| Your instructions |
Every line holding the string "distant" is to be copied from the entries below.

| Study material |
....
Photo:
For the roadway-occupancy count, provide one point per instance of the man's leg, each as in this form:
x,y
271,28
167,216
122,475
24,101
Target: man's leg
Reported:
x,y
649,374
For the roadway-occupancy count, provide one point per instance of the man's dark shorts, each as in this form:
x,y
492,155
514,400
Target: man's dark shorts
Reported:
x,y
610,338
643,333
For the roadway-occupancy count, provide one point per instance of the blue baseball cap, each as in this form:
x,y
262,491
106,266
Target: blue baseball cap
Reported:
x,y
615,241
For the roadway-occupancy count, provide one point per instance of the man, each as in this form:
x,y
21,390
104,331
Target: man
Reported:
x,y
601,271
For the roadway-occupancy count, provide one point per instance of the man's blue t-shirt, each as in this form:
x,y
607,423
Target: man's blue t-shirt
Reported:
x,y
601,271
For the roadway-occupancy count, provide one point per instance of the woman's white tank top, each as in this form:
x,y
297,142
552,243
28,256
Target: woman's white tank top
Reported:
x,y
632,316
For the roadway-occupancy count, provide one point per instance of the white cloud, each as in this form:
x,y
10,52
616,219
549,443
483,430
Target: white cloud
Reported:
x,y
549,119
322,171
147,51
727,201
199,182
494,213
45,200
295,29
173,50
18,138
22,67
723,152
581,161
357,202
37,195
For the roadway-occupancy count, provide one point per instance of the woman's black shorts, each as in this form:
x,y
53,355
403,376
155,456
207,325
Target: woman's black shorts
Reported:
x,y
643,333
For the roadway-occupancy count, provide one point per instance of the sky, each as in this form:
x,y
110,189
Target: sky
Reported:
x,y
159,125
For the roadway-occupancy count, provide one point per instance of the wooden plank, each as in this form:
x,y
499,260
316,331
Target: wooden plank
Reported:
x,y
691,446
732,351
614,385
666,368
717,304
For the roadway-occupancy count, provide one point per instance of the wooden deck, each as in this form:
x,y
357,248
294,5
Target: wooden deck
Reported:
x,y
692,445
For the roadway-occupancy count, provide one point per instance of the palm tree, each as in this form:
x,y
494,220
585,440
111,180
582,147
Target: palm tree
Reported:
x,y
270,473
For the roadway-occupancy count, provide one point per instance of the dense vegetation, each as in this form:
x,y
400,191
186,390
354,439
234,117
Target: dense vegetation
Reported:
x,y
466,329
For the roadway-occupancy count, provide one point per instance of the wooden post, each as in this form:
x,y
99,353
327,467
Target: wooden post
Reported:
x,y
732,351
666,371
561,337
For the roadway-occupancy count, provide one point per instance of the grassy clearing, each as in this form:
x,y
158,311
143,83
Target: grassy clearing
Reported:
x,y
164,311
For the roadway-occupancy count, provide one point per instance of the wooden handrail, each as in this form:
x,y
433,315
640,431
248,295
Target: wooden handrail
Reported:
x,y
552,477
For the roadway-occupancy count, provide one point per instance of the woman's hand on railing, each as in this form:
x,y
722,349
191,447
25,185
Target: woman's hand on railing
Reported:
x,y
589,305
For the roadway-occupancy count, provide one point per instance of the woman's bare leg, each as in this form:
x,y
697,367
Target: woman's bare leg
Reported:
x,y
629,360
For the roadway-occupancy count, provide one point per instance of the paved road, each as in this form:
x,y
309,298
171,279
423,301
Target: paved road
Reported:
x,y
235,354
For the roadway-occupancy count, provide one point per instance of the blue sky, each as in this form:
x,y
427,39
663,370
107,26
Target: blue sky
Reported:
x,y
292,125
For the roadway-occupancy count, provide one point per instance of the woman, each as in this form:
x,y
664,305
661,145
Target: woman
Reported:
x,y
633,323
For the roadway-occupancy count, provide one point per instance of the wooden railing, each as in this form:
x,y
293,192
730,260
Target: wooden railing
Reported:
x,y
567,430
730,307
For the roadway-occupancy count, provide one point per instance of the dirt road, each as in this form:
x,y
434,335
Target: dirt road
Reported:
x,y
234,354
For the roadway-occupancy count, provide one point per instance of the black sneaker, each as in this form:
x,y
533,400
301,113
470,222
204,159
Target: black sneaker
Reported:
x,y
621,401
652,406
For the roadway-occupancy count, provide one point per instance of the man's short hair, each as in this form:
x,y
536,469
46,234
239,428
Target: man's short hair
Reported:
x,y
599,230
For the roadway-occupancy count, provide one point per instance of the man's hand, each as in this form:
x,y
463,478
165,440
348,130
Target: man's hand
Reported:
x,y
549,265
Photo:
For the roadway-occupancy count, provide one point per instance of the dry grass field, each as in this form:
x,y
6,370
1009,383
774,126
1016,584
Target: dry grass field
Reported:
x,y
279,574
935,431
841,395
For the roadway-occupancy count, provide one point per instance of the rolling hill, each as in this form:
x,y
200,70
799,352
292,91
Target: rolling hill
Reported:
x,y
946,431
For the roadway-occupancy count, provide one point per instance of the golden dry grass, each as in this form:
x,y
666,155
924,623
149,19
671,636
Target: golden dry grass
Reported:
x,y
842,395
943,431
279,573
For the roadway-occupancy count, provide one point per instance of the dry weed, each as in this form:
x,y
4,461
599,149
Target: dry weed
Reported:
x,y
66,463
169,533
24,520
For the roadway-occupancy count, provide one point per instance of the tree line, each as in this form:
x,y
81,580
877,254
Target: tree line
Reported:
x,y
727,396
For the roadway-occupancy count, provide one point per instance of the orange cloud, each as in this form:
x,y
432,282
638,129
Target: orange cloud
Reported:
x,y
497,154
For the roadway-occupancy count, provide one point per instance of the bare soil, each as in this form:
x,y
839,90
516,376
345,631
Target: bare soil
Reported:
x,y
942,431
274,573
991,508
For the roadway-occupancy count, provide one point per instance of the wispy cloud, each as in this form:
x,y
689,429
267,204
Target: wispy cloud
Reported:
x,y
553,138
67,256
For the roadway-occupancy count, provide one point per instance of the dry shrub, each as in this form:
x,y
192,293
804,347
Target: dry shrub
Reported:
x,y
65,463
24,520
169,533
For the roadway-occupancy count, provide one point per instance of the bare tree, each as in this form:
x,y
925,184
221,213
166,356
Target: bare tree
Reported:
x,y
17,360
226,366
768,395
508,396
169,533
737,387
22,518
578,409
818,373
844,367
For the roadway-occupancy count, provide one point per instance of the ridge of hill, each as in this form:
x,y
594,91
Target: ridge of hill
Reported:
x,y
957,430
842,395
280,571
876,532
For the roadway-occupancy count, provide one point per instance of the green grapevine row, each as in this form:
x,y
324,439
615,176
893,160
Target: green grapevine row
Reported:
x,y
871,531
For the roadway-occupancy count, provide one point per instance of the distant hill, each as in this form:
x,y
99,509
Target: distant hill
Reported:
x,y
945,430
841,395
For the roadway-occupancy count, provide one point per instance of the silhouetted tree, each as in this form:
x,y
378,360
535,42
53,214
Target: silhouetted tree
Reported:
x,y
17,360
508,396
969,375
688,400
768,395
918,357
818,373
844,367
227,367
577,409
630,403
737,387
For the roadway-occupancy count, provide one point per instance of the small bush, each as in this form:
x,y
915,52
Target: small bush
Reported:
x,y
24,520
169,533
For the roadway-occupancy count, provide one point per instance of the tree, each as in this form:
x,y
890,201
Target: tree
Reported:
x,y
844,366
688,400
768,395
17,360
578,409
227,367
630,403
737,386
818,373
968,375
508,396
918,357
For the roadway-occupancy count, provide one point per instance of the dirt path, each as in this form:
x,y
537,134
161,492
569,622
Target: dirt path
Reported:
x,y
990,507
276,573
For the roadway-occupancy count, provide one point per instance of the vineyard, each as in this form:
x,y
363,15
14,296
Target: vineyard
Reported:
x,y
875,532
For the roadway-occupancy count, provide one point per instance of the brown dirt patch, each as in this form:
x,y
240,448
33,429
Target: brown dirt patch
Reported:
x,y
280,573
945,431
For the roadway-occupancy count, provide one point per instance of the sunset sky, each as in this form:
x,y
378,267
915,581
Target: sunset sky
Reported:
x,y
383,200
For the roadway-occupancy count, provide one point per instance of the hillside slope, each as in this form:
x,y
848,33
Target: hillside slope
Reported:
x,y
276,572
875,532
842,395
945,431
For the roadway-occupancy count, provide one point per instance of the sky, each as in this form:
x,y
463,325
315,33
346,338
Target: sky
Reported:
....
| Written reply |
For the roadway-occupancy count, provide one point per instance of the distant hill, each as in this form:
Target: distant hill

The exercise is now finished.